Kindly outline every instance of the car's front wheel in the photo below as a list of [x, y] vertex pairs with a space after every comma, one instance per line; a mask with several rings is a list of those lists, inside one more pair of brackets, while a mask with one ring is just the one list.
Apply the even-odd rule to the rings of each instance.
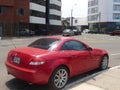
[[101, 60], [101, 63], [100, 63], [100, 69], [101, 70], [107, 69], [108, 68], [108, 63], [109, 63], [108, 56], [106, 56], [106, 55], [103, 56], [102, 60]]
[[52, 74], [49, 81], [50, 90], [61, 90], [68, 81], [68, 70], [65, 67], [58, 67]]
□ □ □ □ □
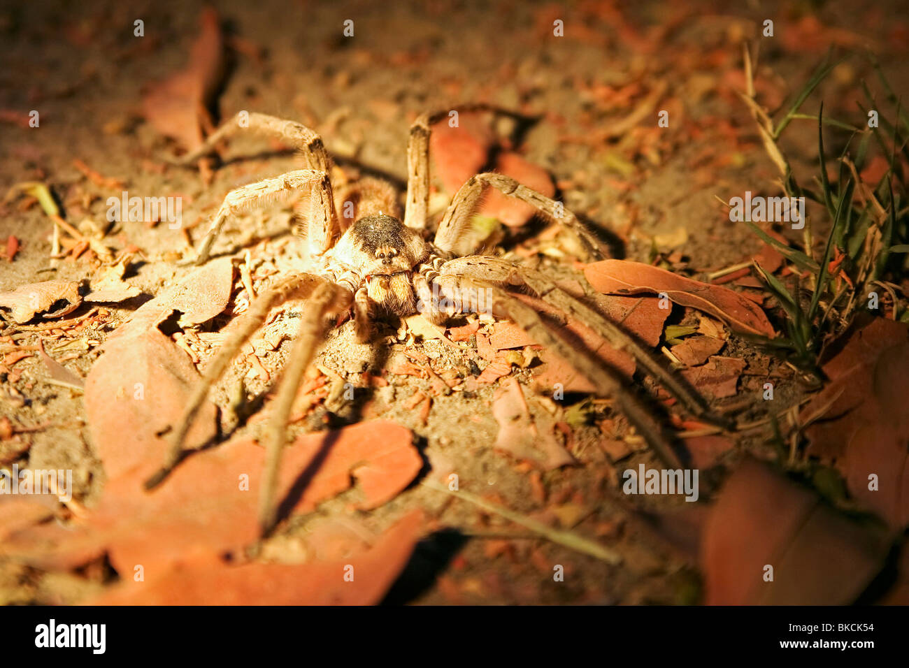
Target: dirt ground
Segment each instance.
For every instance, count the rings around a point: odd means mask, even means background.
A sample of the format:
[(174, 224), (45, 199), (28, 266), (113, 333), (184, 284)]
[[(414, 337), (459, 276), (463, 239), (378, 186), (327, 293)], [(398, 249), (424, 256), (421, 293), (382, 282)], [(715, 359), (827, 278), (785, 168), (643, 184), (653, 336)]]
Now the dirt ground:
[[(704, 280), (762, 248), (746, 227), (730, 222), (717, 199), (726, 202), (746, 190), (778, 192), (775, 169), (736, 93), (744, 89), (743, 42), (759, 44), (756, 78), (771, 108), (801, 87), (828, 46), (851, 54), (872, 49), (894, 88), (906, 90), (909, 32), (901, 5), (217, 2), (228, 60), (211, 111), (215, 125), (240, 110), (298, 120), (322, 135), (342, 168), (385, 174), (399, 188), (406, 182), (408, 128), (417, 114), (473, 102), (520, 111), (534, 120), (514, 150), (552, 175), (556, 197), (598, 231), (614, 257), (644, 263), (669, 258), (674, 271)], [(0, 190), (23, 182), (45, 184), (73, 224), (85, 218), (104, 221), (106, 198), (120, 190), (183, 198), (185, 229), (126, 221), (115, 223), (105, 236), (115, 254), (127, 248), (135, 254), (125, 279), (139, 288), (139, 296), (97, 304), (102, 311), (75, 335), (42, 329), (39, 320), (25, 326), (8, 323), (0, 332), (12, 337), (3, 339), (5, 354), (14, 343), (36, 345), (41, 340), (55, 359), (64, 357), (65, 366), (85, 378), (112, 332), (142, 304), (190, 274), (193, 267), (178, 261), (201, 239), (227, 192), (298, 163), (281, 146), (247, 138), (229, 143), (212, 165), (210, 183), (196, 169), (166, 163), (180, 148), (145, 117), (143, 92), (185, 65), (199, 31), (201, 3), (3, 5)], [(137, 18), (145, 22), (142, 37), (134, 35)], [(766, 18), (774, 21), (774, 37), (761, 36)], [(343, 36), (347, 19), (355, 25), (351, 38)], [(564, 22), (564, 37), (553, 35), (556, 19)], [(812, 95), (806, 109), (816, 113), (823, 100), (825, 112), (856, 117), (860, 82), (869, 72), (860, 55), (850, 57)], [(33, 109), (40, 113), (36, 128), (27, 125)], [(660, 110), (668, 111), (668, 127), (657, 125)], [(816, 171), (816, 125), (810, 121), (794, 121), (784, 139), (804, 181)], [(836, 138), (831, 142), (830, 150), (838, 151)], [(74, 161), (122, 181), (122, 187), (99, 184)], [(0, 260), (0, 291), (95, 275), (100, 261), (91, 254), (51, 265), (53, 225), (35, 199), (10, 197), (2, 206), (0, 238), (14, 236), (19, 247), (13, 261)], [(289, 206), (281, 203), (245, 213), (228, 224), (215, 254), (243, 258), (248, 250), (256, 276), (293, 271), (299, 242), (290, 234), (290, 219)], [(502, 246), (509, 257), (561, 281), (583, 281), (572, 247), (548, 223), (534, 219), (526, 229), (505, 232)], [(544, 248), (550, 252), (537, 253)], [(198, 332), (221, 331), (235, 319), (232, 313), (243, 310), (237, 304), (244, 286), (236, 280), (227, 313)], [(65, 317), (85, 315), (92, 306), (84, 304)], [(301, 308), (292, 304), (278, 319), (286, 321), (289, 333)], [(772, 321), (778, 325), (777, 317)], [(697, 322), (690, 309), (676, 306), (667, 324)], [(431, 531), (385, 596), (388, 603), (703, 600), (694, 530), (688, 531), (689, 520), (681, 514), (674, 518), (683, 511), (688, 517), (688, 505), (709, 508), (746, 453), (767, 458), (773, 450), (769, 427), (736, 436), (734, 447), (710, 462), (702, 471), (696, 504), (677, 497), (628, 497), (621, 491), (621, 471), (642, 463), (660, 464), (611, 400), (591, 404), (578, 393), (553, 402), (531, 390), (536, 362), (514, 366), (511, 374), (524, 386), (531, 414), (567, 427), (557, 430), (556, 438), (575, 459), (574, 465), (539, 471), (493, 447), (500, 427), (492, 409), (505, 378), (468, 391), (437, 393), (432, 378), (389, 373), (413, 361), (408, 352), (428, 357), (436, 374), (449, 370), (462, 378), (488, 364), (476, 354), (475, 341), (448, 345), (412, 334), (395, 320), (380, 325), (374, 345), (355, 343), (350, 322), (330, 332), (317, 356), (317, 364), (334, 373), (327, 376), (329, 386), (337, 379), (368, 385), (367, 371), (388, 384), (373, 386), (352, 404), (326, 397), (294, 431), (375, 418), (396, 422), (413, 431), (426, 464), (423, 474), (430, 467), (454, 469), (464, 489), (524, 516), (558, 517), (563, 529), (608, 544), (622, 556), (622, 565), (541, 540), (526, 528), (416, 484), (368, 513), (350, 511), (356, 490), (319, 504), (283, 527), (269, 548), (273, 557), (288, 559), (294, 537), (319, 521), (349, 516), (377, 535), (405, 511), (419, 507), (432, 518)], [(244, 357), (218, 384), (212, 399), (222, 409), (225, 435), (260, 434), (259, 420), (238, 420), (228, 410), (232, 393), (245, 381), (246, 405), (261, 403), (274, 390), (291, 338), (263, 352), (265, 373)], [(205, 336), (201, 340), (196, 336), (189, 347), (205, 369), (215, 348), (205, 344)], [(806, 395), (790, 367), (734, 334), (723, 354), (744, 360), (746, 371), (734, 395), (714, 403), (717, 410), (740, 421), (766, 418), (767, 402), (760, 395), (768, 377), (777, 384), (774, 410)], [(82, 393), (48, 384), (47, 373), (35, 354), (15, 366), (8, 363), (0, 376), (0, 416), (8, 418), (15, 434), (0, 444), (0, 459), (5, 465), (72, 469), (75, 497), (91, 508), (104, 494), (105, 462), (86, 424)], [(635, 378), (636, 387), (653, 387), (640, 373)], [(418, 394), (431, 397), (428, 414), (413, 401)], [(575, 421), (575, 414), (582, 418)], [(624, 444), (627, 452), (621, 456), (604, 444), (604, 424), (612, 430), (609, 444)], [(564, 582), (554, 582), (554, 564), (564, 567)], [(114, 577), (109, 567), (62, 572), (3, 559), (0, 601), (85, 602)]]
□ □ □ □ □
What is being asked >>
Rewrite the lines from the one containing "Target: dirt ground" up to and including the one containing "Now the dirt", changing "Segment" to "Outline" and keeping everything else the same.

Solution below >>
Target: dirt ground
Outline each instance.
For every instance, count the rings around a point: odd means mask, even means background.
A sample of the format:
[(174, 224), (45, 199), (28, 266), (113, 333), (184, 284)]
[[(414, 337), (459, 276), (463, 239), (378, 186), (327, 293)], [(398, 249), (424, 256), (421, 293), (382, 282)], [(715, 359), (827, 278), (785, 168), (643, 184), (653, 336)]]
Now the dirt ground:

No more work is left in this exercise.